* _TEXTO_
Dentre os gêneros literários - a comédia, o drama, a tragédia, o romance, a novela, o conto - é a poesia aquela que encerra as maiores dificuldades para o autor e para o leitor. O poeta é essencialmente um criador em todos os aspectos deste gênero literário, restringindo-se não somente à forma do verso, mas ao caráter essencialmente subjetivo do texto e à sua elevação ficcional. Há um elenco de possibilidades que carrega o poeta cujas escolhas em verso traduzem um lirismo necessariamente irracionalista, mesmo que penetre à mente do leitor com poderes de produzir sensações mais diversas. Para o leitor, exige-se um grau de abstração resultante da ausência de um “estatuto próprio” deste gênero que possa situá-lo em termos de narrativa e forma. Tal qual a música, a poesia é recebida como uma espécie de sussurro ao pé de ouvido, uma confissão que não pode ser proferida em voz alta. Apenas mergulha na alma.
Nestes tempos em que a matéria domou o gênero humano, a poesia se acanhou enquanto preferência dentre os livros escolhidos nas prateleiras pelos leitores e com poucos editores capazes de redescobri-las em autores de qualidade no exercício da construção da qual nos falou Aristóteles na sua Poética. A poesia de qualidade brota com a flor de lótus por entre o imenso lamaçal de grande parte da literatura mundial e nacional. Parece um diagnóstico excessivamente duro, mas basta percorrer os corredores das livrarias para perceber esta realidade.
Há bênçãos, contudo. Fernando Dusi Rocha é destes poetas, escondidos em meio à vastidão do mundo e que é repouso para a alma do leitor e amante da poesia. Seu livro Crisol Com Açúcar (2011, Editora 7Letras) é simplesmente dotado de todas as virtudes para frequentar as boas prateleiras mentais e físicas, dos leitores e das livrarias. O poeta nasceu em 1961 em Ubá, a cidade carinho, terra de Ary Barroso, Antonio Olinto e Ascânio Lopes. Portanto, já tem raízes que deitam sobre a melhor terra da música e da literatura. É doutorando em literatura pela Universidade de Brasília, onde desenvolve pesquisa sobre o veio prosaístico das Cartas Régias do Padre Antônio Vieira. Seu primeiro livro, O exílio de Polifemo (2006), foi o 10º colocado na categoria Poesia do Prêmio Jabuti de 2007. É acadêmico voltado às letras, membro da Societè dês auteurs et poetes de la Francophonie, ensaísta e publicou artigos em diversos jornais e revistas nacionais e estrangeiros. Como se vê uma bagagem e tanto.
Todavia, seria apenas um acadêmico com estufada reputação, não fosse poeta do qual “escorre o poema” e se excede. Crisol com Açúcar é um livro bem cuidado, caprichado, ressonante. O termo Crisol, conforme explicado logo na abertura do livro, era o nome atribuído aos anarquistas catalães que se notabilizaram em 1922/23 no combate contra a “guerra suja” patronal contra os trabalhadores de Barcelona. Note-se, portanto, que o poeta, talvez revestido pela mansidão e delicadeza mineira, logo tratou de adoçar os combatentes revolucionários: eis o açúcar.

* _DADOS FORNECIDOS_
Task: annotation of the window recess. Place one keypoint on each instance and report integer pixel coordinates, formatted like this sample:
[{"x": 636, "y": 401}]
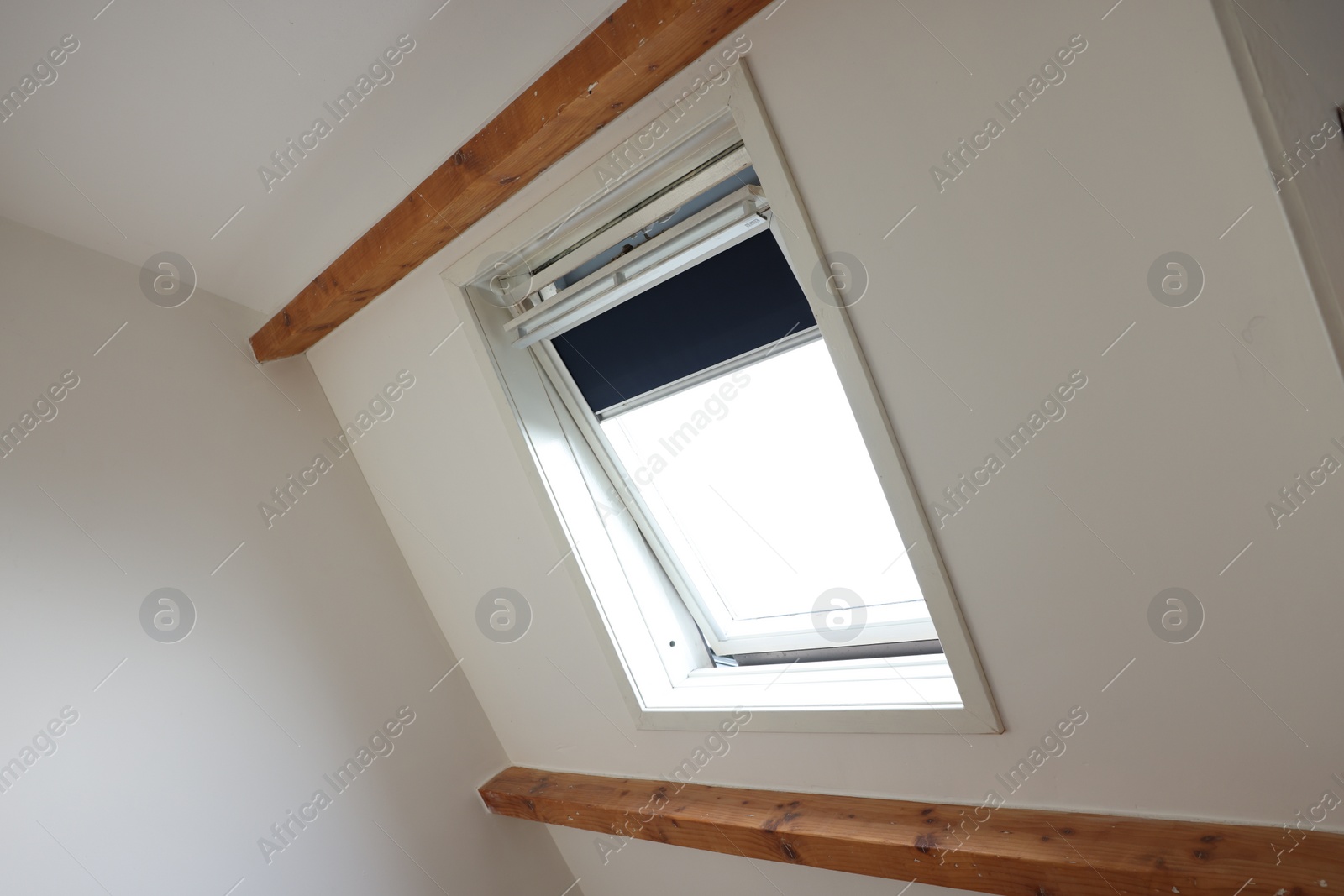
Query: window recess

---

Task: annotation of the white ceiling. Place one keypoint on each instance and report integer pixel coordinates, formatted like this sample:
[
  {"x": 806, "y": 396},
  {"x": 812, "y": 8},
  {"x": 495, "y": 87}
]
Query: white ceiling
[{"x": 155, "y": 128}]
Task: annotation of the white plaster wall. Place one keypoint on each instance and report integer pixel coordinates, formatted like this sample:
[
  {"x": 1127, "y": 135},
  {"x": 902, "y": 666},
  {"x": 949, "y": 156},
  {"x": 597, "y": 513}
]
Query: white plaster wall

---

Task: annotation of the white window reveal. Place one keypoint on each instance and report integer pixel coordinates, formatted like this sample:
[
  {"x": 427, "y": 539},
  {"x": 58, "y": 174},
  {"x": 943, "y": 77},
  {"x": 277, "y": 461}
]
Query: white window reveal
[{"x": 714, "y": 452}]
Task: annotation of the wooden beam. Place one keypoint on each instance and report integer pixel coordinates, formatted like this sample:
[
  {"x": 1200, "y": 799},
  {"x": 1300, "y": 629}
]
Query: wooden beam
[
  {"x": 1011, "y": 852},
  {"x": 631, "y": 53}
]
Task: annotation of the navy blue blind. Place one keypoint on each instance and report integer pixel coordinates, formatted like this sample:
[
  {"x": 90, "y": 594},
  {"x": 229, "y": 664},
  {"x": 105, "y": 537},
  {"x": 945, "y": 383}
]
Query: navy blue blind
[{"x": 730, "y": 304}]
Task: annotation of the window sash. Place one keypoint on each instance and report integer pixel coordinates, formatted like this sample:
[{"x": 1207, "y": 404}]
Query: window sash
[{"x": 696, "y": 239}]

* _O QUE FAZER_
(1) De acordo com o texto, em que ano e em que cidade nasceu Fernando Dusi Rocha?
(2) Transcreva sem nenhuma alteração as linhas dos registros, começando pela linha que contém "Task: annotation of the white ceiling." e seguindo até a linha que contém "Query: white plaster wall", ambas incluídas.
O texto e os registros não têm relação entre si.

* _RESPOSTAS EM ORDEM_
(1) Em 1961, em Ubá.

(2)
Task: annotation of the white ceiling. Place one keypoint on each instance and report integer pixel coordinates, formatted like this sample:
[
  {"x": 806, "y": 396},
  {"x": 812, "y": 8},
  {"x": 495, "y": 87}
]
Query: white ceiling
[{"x": 155, "y": 128}]
Task: annotation of the white plaster wall. Place one keypoint on each instance and report integer pixel coordinates, formatted like this sample:
[
  {"x": 1127, "y": 135},
  {"x": 902, "y": 666},
  {"x": 949, "y": 156},
  {"x": 597, "y": 513}
]
Query: white plaster wall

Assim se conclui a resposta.